**** Dataset

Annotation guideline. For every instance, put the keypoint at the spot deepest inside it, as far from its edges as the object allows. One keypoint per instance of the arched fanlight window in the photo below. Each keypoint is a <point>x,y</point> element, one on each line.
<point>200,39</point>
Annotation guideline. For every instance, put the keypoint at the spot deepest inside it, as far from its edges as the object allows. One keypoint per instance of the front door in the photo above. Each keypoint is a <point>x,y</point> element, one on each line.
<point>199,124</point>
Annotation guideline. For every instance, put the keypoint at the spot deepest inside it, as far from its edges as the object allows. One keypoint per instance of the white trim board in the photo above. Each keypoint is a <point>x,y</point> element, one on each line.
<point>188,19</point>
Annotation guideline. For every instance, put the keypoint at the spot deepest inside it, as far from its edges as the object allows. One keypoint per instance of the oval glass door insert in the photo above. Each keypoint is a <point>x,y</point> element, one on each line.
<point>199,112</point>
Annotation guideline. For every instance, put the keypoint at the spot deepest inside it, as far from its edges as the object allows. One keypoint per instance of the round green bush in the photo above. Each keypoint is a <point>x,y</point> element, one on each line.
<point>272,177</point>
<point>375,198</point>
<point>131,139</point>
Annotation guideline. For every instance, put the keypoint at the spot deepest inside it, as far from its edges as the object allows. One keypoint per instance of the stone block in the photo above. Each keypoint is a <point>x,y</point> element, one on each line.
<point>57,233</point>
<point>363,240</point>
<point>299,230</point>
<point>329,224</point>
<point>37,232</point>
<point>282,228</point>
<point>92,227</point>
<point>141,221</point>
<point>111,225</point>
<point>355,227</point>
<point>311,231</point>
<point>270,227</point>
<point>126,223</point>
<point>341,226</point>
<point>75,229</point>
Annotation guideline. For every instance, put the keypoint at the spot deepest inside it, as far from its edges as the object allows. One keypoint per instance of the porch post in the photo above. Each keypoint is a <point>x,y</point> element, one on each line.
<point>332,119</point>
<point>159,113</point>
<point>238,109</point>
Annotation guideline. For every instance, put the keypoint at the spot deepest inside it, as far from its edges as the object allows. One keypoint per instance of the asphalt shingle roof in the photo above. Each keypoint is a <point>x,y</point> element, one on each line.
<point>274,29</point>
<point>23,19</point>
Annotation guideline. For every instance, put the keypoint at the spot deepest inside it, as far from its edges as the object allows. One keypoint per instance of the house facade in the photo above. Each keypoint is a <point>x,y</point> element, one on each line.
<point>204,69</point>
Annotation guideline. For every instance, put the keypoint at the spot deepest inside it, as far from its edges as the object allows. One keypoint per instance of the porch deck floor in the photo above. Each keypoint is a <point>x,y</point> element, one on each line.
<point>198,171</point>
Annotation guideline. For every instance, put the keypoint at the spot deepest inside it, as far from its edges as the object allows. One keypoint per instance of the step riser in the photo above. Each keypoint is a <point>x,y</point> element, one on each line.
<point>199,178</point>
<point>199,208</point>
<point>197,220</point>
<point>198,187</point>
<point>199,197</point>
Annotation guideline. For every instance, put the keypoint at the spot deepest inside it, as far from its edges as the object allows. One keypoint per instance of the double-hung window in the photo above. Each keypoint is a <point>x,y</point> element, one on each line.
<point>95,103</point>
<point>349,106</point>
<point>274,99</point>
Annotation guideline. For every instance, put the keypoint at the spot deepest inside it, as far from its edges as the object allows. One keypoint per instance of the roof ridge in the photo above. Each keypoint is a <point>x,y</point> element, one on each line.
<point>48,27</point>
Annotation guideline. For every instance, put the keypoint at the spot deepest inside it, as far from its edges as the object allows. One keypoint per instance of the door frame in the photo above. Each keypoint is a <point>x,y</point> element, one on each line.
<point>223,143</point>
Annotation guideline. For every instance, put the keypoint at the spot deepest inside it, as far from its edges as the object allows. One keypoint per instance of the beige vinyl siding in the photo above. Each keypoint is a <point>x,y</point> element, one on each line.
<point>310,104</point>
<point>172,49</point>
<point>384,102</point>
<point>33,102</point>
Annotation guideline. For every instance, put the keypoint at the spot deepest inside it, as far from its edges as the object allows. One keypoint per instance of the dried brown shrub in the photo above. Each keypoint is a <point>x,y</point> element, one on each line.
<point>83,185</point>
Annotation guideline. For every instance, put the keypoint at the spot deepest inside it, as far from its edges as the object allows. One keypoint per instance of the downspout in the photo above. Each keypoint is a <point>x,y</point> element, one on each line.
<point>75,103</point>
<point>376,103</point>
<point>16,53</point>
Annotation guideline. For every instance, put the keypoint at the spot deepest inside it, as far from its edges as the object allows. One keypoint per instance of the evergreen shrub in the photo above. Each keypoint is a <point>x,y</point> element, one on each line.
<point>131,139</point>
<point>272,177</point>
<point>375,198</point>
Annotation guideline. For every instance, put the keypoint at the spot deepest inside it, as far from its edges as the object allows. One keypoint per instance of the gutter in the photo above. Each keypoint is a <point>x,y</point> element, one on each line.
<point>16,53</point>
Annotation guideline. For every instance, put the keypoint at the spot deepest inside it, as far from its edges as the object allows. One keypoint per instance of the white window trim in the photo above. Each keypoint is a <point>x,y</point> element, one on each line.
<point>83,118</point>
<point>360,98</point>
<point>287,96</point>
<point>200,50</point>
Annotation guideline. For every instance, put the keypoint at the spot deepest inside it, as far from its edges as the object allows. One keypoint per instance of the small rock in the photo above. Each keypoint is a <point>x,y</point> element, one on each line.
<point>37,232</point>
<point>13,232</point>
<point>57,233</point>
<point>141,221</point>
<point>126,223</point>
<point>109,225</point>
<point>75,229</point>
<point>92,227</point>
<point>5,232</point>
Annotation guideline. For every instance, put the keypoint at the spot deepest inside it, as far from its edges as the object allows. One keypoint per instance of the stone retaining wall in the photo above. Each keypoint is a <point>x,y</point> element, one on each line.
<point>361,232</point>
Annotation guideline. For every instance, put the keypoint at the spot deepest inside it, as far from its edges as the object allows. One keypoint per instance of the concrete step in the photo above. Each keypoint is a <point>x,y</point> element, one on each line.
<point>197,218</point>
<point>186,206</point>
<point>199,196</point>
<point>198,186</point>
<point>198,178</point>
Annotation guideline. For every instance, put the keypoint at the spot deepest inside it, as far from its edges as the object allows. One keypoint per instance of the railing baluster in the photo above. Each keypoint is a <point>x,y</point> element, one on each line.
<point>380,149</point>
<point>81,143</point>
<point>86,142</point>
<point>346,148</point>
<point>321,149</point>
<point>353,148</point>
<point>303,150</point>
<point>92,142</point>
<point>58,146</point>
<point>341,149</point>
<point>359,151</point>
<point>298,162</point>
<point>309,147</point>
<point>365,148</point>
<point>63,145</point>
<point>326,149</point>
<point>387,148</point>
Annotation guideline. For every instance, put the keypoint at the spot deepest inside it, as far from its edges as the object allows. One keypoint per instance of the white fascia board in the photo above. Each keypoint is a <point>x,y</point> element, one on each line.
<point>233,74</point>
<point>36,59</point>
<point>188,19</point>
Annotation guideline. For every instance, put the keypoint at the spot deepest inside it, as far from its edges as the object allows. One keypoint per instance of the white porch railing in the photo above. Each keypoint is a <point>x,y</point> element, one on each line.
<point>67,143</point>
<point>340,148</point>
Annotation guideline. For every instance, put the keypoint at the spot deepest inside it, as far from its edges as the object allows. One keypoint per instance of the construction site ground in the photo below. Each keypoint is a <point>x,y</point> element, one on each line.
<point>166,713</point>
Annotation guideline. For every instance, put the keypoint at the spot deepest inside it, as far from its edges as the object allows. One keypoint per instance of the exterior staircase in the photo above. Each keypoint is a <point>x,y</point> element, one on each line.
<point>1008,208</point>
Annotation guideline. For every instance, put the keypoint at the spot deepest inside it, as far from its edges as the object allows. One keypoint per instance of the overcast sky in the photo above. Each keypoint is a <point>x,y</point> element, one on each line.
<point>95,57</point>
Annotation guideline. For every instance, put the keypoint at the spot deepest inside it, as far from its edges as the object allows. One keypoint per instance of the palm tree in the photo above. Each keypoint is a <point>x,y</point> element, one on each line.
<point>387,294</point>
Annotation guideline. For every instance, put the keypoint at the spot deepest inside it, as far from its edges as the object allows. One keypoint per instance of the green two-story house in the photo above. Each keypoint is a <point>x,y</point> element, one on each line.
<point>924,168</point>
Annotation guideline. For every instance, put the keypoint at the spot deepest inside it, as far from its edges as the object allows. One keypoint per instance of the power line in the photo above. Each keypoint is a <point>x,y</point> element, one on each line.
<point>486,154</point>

********

Rewrite the lines from the one with "of the house" through the one with "<point>198,171</point>", swapping "porch deck floor" for "porch floorboards" and keeping everything else the same.

Annotation guideline. For every instance, put the keypoint at the spot deepest inside it, as far from its edges as the object allows. One keypoint per instance of the house facade in the photo above. Each keypoint is a <point>x,y</point> element, one on each line.
<point>204,69</point>
Annotation guideline. For every instance, put the keypoint at the spot deepest inside it, as far from its edges as the object allows. One keypoint per instance of the porch floorboards in the photo above. Each keypoint is a <point>x,y</point> element, one on each line.
<point>198,171</point>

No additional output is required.